WORK ITEM -> For this exercise, output the line containing "man in white shirt | locate" and all lines after it to the end of the records, exactly, with no other content.

--- PROVIDED INFORMATION ---

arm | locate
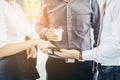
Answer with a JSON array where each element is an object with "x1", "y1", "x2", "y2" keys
[
  {"x1": 35, "y1": 1, "x2": 49, "y2": 40},
  {"x1": 35, "y1": 1, "x2": 58, "y2": 41},
  {"x1": 0, "y1": 40, "x2": 37, "y2": 57},
  {"x1": 0, "y1": 39, "x2": 54, "y2": 57},
  {"x1": 91, "y1": 0, "x2": 100, "y2": 47},
  {"x1": 83, "y1": 4, "x2": 120, "y2": 62}
]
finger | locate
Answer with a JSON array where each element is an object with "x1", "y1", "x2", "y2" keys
[
  {"x1": 60, "y1": 49, "x2": 70, "y2": 53},
  {"x1": 48, "y1": 28, "x2": 55, "y2": 32},
  {"x1": 27, "y1": 52, "x2": 32, "y2": 59},
  {"x1": 31, "y1": 48, "x2": 37, "y2": 58},
  {"x1": 54, "y1": 51, "x2": 65, "y2": 58},
  {"x1": 41, "y1": 48, "x2": 48, "y2": 53},
  {"x1": 26, "y1": 48, "x2": 29, "y2": 55},
  {"x1": 26, "y1": 49, "x2": 31, "y2": 59},
  {"x1": 48, "y1": 36, "x2": 57, "y2": 40},
  {"x1": 54, "y1": 51, "x2": 70, "y2": 58},
  {"x1": 47, "y1": 34, "x2": 58, "y2": 41},
  {"x1": 31, "y1": 52, "x2": 37, "y2": 58},
  {"x1": 27, "y1": 47, "x2": 36, "y2": 59}
]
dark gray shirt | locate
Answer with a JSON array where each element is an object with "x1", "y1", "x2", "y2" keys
[{"x1": 36, "y1": 0, "x2": 100, "y2": 51}]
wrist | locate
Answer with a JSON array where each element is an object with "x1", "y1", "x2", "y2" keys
[
  {"x1": 77, "y1": 50, "x2": 84, "y2": 62},
  {"x1": 29, "y1": 39, "x2": 38, "y2": 46},
  {"x1": 74, "y1": 51, "x2": 80, "y2": 60}
]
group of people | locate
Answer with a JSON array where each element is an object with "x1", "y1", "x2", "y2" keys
[{"x1": 0, "y1": 0, "x2": 120, "y2": 80}]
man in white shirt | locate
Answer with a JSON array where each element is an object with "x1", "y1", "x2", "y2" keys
[{"x1": 54, "y1": 0, "x2": 120, "y2": 80}]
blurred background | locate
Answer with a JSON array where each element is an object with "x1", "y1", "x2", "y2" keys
[
  {"x1": 15, "y1": 0, "x2": 105, "y2": 80},
  {"x1": 16, "y1": 0, "x2": 40, "y2": 22}
]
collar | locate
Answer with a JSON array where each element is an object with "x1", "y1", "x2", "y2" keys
[{"x1": 63, "y1": 0, "x2": 70, "y2": 3}]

---

RESULT FOR THIS EXERCISE ->
man in white shirt | locate
Answer with a JSON array where each element is an object with "x1", "y1", "x2", "y2" keys
[{"x1": 54, "y1": 0, "x2": 120, "y2": 80}]
blurred background | locate
Answer with a JSON array where each element is an object with "x1", "y1", "x2", "y2" keys
[
  {"x1": 15, "y1": 0, "x2": 105, "y2": 80},
  {"x1": 16, "y1": 0, "x2": 40, "y2": 22}
]
collar | locate
Answer with a JSON array where each element is an object with "x1", "y1", "x2", "y2" keys
[{"x1": 63, "y1": 0, "x2": 70, "y2": 3}]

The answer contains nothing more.